= Dataset content =
>>>
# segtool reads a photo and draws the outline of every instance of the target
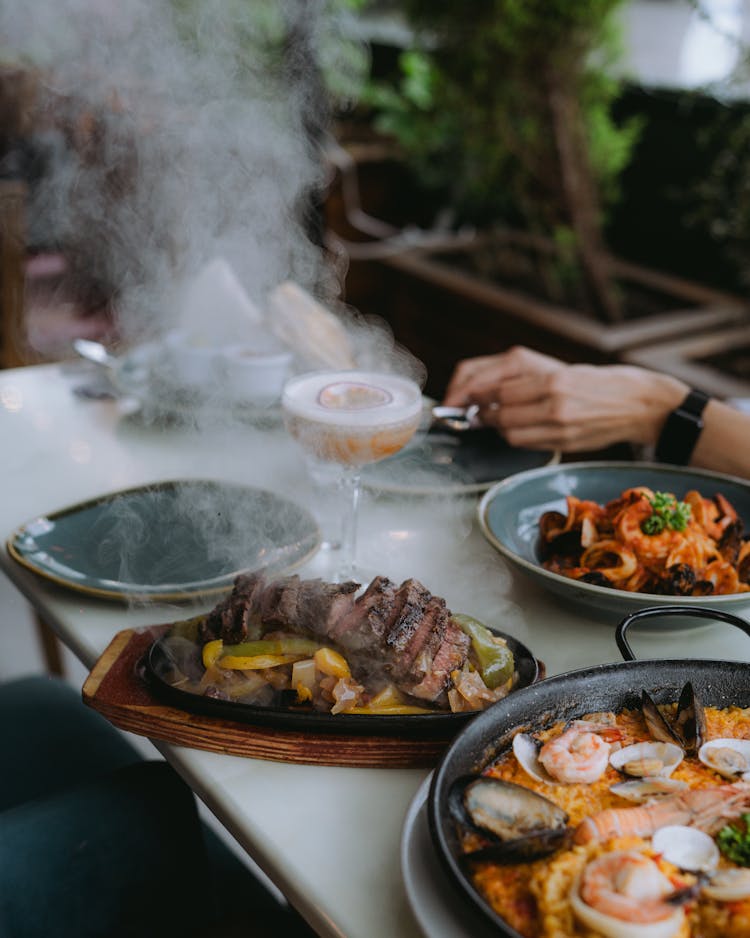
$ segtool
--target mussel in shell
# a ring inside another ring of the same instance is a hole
<<<
>>>
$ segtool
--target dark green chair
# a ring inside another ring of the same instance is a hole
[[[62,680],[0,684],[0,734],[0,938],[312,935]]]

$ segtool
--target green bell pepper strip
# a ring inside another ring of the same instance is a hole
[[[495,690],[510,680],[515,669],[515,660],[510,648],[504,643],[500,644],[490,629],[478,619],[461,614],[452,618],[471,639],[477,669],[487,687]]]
<<<
= Given task =
Please find every line in the items above that contains the word "target" and copy each of those lines.

= Exercise answer =
# segtool reads a photo and draws the outline of every instance of the target
--target mussel in shell
--target dark green chair
--target green bell pepper strip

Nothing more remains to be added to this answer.